> _Text passage_
Start

Federal authorities say the Zeta cartel has been in the state for years, especially in Cancun itself, where the Zetas were blamed for the firebombing of a bar in which eight people died in 2010.

https://www.cbsnews.com/news/gunmen-attack-state-prosecutors-office-in-cancun-mexico-3-dead/

So the short answer is yes, there is danger in the touristy areas.

Also a lot of reports of people being slipped drugs in their drinks and then robbed even while staying in exclusive resorts. Trip Advisor has been accused of "scrubbing" reports of robbery and rape of tourists after being drugged.

TripAdvisor accuser blasts site for allegedly deleting posts about rape, other crimes | Fox News


----------



## lagoloo

TripAdvisor started out well enough, but it sold out somewhere along the way and can no longer be relied on as a source of unbiased information. Example: Glowing reviews of local restaurants that don't deserve any praise at all.


----------



## Rammstein

lat19n said:


> Aside from weeks like this when all the residents of Mexico City head for Acapulco - are there really many tourists there ? Have the cruise ships returned ? When we were there a while back - it was like a ghost town. To generalize, except for maybe Taxco, Guerrero state is not a happy place.
> 
> We spent a lot of time looking for a place to settle South of Cancun, North of Tulum. Beachfront it was very sleepy - but every morning there were army platoons waking down the beach - at waters edge. Kind of reminded me of the Cuban rafts landing on the shores of Palm Beach County FL.


I have lived in the suburbs of Acapulco for more than 20 years. Never been robbed, threatened, or any such thing. Acapulco has been getting a bad rap from the media for years and it does not deserve it. And this year there are more than 20 cruise ships scheduled to arrive in Acapulco Acapulco, Mexico Cruise Ship Schedule 2018 | Crew Center. Personally I couldn't care less if tourists come or not but I have a lot of friends that work in the tourism industry. Volaris has started a new LA to Acapulco direct flight. There is a new space adventure park to be built here as well. This morning I read that we are at 100% occupation for the New Years holiday. If you all are afraid to come here, it's fine with me. That's all.


----------



## lat19n

Rammstein said:


> I have lived in the suburbs of Acapulco for more than 20 years. Never been robbed, threatened, or any such thing. Acapulco has been getting a bad rap from the media for years and it does not deserve it. And this year there are more than 20 cruise ships scheduled to arrive in Acapulco Acapulco, Mexico Cruise Ship Schedule 2018 | Crew Center. Personally I couldn't care less if tourists come or not but I have a lot of friends that work in the tourism industry. Volaris has started a new LA to Acapulco direct flight. There is a new space adventure park to be built here as well. This morning I read that we are at 100% occupation for the New Years holiday. If you all are afraid to come here, it's fine with me. That's all.

End

> _What this exercise asks_
1) Translate this sentence from the forum thread on tourist safety in Mexico into Spanish: "TripAdvisor started out well enough, but it sold out somewhere along the way and can no longer be relied on as a source of unbiased information."
2) Write the next part of the forum thread on tourist safety in Mexico, starting after its final line with the reply lat19n posts under the quoted message from Rammstein.

> _Listed records_
Start

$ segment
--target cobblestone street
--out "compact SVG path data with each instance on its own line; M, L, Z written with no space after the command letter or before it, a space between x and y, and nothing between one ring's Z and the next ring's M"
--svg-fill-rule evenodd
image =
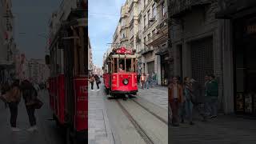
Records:
M170 144L254 144L256 142L256 125L254 120L235 116L220 115L207 122L194 121L195 125L188 122L179 127L169 127Z
M139 89L138 98L123 101L122 98L107 98L104 89L104 85L101 86L100 90L89 89L89 144L145 143L116 101L129 111L154 143L167 143L167 125L144 111L144 108L148 109L167 122L167 102L163 102L167 95L164 90ZM154 132L152 130L155 130Z

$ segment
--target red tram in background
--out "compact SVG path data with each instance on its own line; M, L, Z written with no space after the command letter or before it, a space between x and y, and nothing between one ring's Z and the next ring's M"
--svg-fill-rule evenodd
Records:
M57 124L66 130L66 142L74 144L87 143L88 139L86 7L73 10L54 36L50 55L46 56L50 69L50 109Z
M106 90L111 96L138 92L137 58L134 51L120 47L107 54L102 67Z

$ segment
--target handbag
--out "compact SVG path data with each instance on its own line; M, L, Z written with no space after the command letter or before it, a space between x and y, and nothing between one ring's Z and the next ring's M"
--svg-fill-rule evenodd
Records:
M38 98L35 98L30 102L26 103L27 106L33 106L35 109L40 109L43 105L43 102L40 101Z

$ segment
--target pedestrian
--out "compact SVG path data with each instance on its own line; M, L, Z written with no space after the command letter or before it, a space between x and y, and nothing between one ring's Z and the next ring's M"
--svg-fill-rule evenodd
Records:
M145 89L149 89L149 85L150 85L150 76L149 74L145 74Z
M94 78L94 74L90 75L89 78L89 82L90 83L91 90L94 90L94 81L95 81L95 78Z
M173 126L178 126L178 107L183 102L183 92L182 86L178 83L178 77L174 77L168 86L168 97L172 113L171 122Z
M189 77L184 78L183 83L183 94L184 94L184 108L186 111L186 115L188 117L190 125L194 125L192 120L192 112L193 112L193 103L192 103L192 85L190 82L190 78ZM184 115L183 115L184 116ZM184 122L184 117L182 119Z
M151 78L152 79L151 87L153 87L157 84L157 75L154 72L152 73L151 78Z
M4 95L6 94L7 91L9 91L10 90L10 86L9 85L8 82L3 82L1 85L1 95ZM8 107L8 103L6 101L5 98L2 98L2 97L1 97L2 100L3 101L3 102L5 103L5 108L6 109Z
M11 130L14 132L20 131L19 128L17 128L16 122L18 117L18 105L21 101L21 90L19 88L19 80L16 79L12 83L10 90L2 96L2 99L5 99L8 103L10 112L10 126Z
M218 84L214 74L209 75L206 86L206 106L210 115L207 118L216 118L218 114Z
M143 73L141 76L141 83L142 83L142 89L144 89L145 87L145 81L146 81L146 74Z
M28 80L24 80L22 82L21 89L22 91L22 96L25 102L25 106L26 112L29 117L29 121L30 127L27 129L28 131L37 130L36 126L37 122L34 116L35 107L34 107L34 100L37 99L38 91L34 87L33 84Z
M97 74L94 75L94 78L97 85L97 90L99 90L99 84L102 82L101 79Z
M139 85L140 84L140 81L141 81L141 74L140 73L138 73L138 74L137 81L138 81L138 85Z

End

> _The results_
1) TripAdvisor empezó bastante bien, pero en algún momento se vendió y ya no se puede confiar en él como fuente de información imparcial.

2)
Good for you that you like where you live. We actually visited Acapulco with the intent of possibly relocating there. We visited a few different areas with realtors. Perhaps it was just our luck but we felt like we were back in the 60's or 70's. We have affluent Mexican friends who love Acapulco. We have never been to the Diamonte area - but may take a trip there in February. Mexico has even invested a bit of money in building the Paseo Express (which has had its share of problems) through Cuernavaca to make it faster for people to get from Mexico City to Acapulco. One thing which definitely soured us on Acapulco was when we were hit up by local cops for a 3000 peso bribe (mordida). When I reported the incident on TripAdvisor there was another comment that they also had been targeted at the exact same intersection.


----------



## Rammstein

lat19n said:


> Good for you that you like where you live. We actually visited Acapulco with the intent of possibly relocating there. We visited a few different areas with realtors. Perhaps it was just our luck but we felt like we were back in the 60's or 70's. We have affluent Mexican friends who love Acapulco. We have never been to the Diamonte area - but may take a trip there in February. Mexico has even invested a bit of money in building the Paseo Express (which has had its share of problems) through Cuernavaca to make it faster for people to get from Mexico City to Acapulco. One thing which definitely soured us on Acapulco was when we were hit up by local cops for a 3000 peso bribe (mordida). When I reported the incident on TripAdvisor there was another comment that they also had been targeted at the exact same intersection.


I liked the 60's and 70's. Maybe that's part of the reason I like it here. The Diamante area is quite expensive. As for the mordida, I don't own a car and don't know much about that. For a little perspective, I live in one of the largest and oldest public housing communities in Mexico. Most of my neighbors are quite poor and I don't know any other expats. That's all.


----------



## chicois8

Then is must be disturbing to Google "" Most dangerous cities in the world"" and find Acapulco has been #2 through #4 for that last 4 years...

Just because you have not been effected by crime so far does not mean it doesn't exist.


----------



## citlali

No kidding the body counts speaks louder than anyone´s words. On top of it it does not include the people who have disappeared and are dead as well..


----------



## eastwind

I'm interested to find out what has happened to property values in Acapulco over the last 10 years as all the drama has played out. I image a lot of owners are basically trapped.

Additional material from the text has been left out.